* Exercise objective *
Look through the material below and give the number of lines holding "cactus", with no other words.

§

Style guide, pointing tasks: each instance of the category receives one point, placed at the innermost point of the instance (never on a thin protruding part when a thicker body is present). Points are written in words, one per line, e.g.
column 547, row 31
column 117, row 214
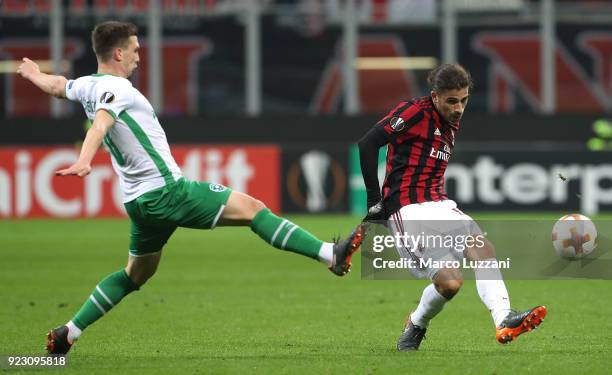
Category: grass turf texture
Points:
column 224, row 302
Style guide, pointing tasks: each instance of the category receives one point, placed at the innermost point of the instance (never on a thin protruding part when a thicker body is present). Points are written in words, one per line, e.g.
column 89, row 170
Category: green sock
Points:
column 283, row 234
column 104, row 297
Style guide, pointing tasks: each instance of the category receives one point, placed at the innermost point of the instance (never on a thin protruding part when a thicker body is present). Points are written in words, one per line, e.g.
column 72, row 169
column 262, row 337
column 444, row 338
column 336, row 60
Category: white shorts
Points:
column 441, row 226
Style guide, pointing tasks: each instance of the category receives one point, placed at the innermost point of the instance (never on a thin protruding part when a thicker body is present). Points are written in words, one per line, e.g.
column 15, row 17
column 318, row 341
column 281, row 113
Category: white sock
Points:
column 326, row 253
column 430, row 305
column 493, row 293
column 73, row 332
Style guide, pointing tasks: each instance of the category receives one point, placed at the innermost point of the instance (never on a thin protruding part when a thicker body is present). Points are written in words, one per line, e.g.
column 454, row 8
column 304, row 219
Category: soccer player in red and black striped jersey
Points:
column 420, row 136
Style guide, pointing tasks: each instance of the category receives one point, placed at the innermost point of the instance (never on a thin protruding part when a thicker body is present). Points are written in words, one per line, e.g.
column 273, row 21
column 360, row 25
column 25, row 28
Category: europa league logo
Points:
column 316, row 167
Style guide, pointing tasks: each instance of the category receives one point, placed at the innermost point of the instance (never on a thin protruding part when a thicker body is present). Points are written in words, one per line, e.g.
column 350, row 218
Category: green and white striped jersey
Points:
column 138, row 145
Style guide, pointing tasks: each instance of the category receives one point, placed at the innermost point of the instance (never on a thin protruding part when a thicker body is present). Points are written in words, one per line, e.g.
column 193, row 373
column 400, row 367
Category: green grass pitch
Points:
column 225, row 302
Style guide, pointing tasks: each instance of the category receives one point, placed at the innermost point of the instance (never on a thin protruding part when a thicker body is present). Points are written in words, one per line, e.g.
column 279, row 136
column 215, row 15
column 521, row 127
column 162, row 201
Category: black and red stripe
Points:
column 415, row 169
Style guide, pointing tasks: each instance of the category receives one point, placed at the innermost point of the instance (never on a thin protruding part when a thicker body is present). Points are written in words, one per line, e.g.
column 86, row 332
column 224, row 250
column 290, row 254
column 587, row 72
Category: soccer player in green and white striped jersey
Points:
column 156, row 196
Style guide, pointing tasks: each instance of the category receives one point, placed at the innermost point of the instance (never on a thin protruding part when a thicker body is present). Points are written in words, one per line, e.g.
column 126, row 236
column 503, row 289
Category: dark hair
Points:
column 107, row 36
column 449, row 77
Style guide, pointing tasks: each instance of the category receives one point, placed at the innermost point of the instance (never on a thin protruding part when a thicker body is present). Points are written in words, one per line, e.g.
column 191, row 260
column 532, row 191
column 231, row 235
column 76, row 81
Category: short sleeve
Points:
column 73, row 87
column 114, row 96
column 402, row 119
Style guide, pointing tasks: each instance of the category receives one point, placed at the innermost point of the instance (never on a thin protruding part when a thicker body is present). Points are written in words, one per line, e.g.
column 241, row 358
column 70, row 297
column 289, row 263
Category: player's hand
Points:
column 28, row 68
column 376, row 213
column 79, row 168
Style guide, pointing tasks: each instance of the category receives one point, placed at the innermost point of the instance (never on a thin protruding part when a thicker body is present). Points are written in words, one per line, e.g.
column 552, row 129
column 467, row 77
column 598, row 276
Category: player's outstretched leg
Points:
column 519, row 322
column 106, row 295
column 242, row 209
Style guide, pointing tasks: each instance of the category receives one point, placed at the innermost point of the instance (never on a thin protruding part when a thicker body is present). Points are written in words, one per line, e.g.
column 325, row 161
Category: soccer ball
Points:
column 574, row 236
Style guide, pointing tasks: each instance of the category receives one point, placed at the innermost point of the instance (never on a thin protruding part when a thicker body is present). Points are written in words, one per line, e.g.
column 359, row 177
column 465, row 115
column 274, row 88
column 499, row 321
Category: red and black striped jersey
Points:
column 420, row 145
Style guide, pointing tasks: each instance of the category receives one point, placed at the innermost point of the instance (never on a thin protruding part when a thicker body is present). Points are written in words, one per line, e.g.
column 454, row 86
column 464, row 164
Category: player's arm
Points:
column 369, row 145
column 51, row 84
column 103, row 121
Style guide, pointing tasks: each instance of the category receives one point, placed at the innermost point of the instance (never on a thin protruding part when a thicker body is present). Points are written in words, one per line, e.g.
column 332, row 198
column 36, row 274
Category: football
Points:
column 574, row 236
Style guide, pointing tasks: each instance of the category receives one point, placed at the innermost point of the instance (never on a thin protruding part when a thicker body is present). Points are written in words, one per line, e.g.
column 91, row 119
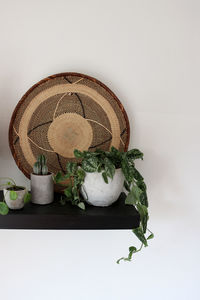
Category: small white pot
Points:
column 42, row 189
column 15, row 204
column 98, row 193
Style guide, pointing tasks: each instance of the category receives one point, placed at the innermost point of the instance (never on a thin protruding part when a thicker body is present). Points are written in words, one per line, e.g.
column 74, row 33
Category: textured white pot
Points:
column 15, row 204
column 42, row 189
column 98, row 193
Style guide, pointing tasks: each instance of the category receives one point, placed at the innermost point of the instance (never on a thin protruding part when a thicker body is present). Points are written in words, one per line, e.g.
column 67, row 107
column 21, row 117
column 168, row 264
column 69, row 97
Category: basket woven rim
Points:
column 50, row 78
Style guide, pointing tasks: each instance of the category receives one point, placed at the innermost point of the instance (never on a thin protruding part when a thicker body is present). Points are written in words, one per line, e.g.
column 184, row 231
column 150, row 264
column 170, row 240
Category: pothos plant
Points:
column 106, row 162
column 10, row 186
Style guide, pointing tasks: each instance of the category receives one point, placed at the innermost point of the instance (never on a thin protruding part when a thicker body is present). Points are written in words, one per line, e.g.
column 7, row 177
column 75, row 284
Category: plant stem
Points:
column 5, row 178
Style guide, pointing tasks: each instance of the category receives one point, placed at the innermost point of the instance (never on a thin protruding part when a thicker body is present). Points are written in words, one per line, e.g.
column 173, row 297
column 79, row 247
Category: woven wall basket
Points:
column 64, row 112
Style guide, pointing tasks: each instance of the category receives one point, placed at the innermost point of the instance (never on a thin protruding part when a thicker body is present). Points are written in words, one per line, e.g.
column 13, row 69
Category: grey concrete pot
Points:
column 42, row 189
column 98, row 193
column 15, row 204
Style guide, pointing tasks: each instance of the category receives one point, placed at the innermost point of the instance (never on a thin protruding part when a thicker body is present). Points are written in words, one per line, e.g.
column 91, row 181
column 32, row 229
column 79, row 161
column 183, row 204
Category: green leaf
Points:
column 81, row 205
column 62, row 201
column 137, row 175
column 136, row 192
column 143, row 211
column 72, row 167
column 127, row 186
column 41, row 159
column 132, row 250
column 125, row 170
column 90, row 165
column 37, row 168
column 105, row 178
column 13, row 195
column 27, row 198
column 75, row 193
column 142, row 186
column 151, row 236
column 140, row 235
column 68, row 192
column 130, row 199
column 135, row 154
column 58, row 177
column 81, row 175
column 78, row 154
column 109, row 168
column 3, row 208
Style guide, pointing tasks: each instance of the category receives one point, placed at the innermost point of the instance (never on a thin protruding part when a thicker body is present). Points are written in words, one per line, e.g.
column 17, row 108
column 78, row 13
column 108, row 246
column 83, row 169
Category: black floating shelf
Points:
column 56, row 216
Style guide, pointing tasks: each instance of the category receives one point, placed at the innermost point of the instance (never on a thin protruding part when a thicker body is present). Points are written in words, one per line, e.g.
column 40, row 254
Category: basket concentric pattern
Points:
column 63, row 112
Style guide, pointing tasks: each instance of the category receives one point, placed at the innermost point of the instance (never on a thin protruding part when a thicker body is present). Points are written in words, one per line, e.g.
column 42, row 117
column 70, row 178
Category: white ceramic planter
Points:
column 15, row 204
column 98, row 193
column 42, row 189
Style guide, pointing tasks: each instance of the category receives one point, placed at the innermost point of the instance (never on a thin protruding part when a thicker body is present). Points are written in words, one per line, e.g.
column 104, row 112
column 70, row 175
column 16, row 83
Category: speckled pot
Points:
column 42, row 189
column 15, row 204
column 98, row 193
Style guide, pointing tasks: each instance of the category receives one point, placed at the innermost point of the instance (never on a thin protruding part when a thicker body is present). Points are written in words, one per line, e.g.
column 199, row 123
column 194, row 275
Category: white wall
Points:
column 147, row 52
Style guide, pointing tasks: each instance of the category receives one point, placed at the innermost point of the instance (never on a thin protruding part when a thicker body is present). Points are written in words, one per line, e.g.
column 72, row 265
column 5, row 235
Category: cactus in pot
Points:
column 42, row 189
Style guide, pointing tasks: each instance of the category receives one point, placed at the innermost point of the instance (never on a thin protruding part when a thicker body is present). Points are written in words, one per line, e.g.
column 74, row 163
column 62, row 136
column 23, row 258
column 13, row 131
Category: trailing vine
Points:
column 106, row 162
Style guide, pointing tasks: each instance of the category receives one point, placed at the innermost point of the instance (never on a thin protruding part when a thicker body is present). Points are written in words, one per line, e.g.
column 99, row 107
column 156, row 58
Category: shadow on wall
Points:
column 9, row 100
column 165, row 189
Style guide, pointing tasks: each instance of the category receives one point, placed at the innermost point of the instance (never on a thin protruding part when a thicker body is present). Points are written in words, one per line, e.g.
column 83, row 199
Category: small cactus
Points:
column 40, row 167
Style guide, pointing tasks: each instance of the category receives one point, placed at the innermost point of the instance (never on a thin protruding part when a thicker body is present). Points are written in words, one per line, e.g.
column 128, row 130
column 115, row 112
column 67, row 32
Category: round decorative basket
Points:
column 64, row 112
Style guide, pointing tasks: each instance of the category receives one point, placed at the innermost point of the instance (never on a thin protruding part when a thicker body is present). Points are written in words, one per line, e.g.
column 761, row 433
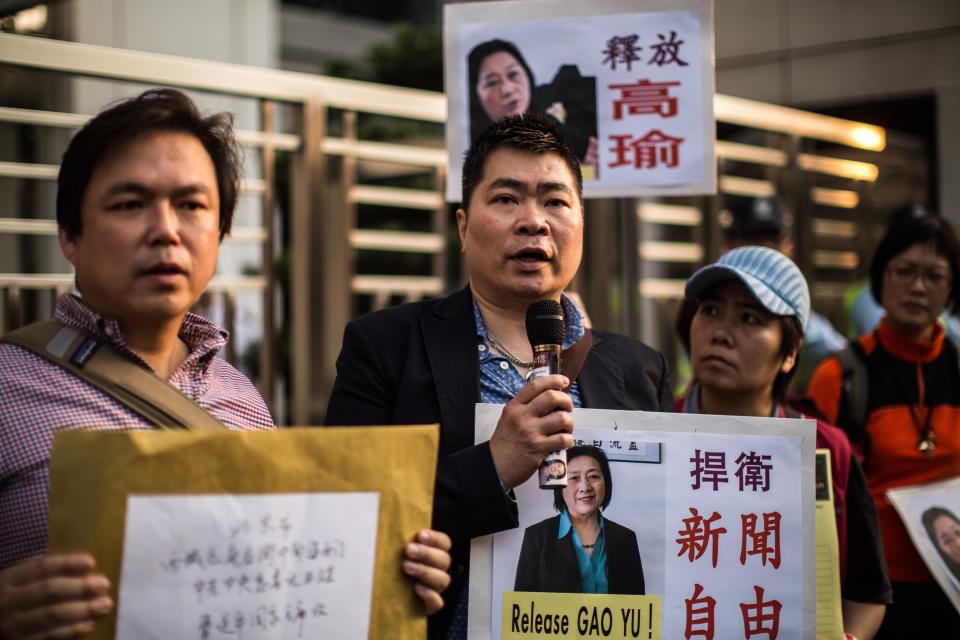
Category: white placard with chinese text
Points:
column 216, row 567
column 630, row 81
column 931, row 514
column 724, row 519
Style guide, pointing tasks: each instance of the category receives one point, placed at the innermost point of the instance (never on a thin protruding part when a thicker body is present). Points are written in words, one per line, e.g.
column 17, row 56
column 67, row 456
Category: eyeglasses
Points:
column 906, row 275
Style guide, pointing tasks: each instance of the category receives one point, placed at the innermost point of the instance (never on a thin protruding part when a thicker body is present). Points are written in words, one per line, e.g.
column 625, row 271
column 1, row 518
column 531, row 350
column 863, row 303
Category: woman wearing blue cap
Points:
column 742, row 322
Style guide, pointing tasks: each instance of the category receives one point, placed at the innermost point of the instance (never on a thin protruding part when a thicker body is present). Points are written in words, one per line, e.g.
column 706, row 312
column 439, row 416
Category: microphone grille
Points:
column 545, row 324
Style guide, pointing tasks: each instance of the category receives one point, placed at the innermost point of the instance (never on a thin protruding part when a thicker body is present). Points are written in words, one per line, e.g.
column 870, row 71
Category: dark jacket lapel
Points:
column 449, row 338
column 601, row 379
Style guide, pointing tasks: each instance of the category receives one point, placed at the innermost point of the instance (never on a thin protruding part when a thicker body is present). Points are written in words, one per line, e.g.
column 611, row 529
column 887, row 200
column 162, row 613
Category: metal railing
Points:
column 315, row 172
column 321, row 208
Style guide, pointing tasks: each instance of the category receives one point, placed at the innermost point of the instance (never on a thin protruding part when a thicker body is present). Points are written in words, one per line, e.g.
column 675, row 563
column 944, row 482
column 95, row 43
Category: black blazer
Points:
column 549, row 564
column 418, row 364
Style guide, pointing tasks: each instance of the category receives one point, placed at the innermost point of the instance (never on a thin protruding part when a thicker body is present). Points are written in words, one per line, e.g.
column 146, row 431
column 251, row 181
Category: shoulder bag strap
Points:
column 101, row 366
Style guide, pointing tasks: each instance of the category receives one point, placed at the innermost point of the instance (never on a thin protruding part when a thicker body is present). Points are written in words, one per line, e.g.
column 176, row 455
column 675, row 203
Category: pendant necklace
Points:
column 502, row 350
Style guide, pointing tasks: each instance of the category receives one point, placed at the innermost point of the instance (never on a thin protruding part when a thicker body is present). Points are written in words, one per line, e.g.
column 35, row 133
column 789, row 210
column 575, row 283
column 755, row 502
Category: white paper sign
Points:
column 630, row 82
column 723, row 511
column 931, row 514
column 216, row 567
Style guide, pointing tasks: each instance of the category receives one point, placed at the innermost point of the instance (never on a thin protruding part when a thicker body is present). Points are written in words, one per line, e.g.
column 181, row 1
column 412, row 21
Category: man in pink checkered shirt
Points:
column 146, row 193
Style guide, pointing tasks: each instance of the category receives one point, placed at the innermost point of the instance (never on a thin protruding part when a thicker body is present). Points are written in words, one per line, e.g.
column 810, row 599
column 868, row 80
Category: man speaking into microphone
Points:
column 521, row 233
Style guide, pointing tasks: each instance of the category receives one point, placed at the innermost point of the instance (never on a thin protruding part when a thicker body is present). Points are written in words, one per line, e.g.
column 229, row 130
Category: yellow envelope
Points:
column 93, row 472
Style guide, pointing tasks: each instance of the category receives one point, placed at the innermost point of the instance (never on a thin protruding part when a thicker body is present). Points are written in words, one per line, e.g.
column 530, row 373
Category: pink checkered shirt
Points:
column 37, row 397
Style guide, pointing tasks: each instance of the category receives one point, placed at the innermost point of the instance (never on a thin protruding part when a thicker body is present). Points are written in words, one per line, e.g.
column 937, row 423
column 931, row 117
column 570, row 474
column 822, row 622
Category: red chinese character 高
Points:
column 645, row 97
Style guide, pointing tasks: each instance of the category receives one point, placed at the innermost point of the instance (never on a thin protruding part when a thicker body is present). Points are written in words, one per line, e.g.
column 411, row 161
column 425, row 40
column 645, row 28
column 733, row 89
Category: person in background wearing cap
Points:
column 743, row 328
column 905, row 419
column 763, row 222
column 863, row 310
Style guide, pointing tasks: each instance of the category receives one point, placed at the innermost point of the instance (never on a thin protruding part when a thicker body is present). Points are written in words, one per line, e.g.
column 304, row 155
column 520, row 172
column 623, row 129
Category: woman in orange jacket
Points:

§

* Result *
2